• Extrait fourni:
════════
# Safari moteur de recherche Ecosia



## sconie (19 Septembre 2013)

Bonjour

Je cherche quelque chose sur Safari et il se met directement sur Ecosia. Je l'ai réglé dans mes préférences sur Google mais chaque fois je retombe sur Ecosia pour la recherche. Pourquoi? cela ne mincite pas à utiliser Ecosia qui se dit un moteur de recherche vert. Comment faire pour que mon moteur de recherche se remette sur mes réglages ?


----------



## Locke (19 Septembre 2013)

A la base, ça ne s'installe pas tout seul, je viens de tester, ça rajoute un plugin que l'on peut désinstaller...





Par contre vérifie dans Préférences/Général que ta page d'accueil est bien celle que tu souhaites.


----------



## sconie (19 Septembre 2013)

Oui merci, je l'ai desactivé. Ecosia c'est bien mais je ne veux pas que l'on me l'impose. 
Ma page d'accueil est la bonne.


----------



## Locke (19 Septembre 2013)

sconie a dit:


> Oui merci, je l'ai desactivé. Ecosia c'est bien mais je ne veux pas que l'on me l'impose.
> Ma page d'accueil est la bonne.



On te l'impose pas il me semble, il faut que ce plugin soit installé et *activé*. Si ce dernier n'est pas activé, il apparait dans la barre de navigation et c'est l'utilisateur qui s'en sert ou pas.


----------
════════
• Données fournies:
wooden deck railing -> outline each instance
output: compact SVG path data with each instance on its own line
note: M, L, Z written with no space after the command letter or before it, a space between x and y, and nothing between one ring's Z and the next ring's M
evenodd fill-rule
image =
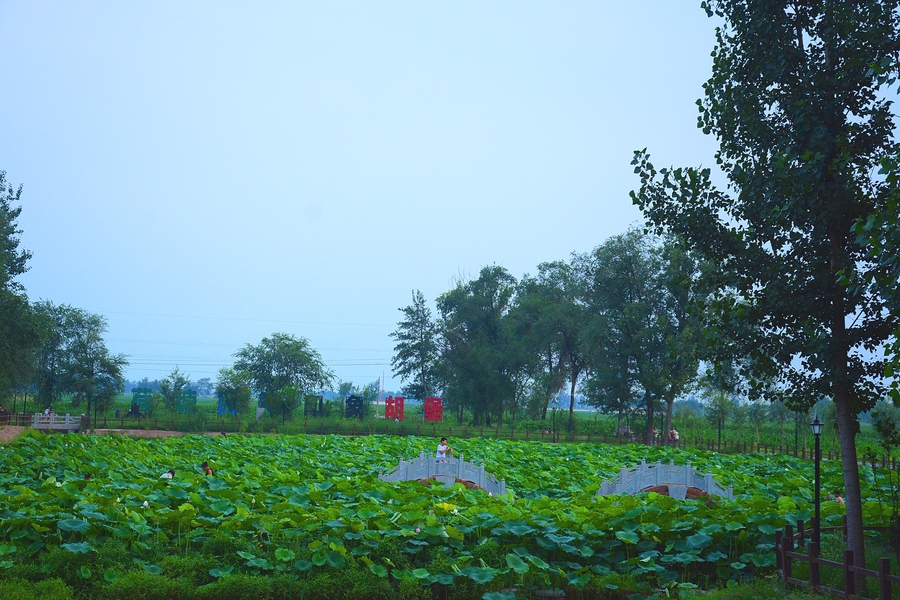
════════
• Consigne:
Reproduisez intégralement le fil de discussion sur Safari et Ecosia, sans y changer un seul mot. Les items n'ont aucun lien avec le fil de discussion.

• Réponse proposée:
# Safari moteur de recherche Ecosia



## sconie (19 Septembre 2013)

Bonjour

Je cherche quelque chose sur Safari et il se met directement sur Ecosia. Je l'ai réglé dans mes préférences sur Google mais chaque fois je retombe sur Ecosia pour la recherche. Pourquoi? cela ne mincite pas à utiliser Ecosia qui se dit un moteur de recherche vert. Comment faire pour que mon moteur de recherche se remette sur mes réglages ?


----------



## Locke (19 Septembre 2013)

A la base, ça ne s'installe pas tout seul, je viens de tester, ça rajoute un plugin que l'on peut désinstaller...





Par contre vérifie dans Préférences/Général que ta page d'accueil est bien celle que tu souhaites.


----------



## sconie (19 Septembre 2013)

Oui merci, je l'ai desactivé. Ecosia c'est bien mais je ne veux pas que l'on me l'impose. 
Ma page d'accueil est la bonne.


----------



## Locke (19 Septembre 2013)

sconie a dit:


> Oui merci, je l'ai desactivé. Ecosia c'est bien mais je ne veux pas que l'on me l'impose.
> Ma page d'accueil est la bonne.



On te l'impose pas il me semble, il faut que ce plugin soit installé et *activé*. Si ce dernier n'est pas activé, il apparait dans la barre de navigation et c'est l'utilisateur qui s'en sert ou pas.


----------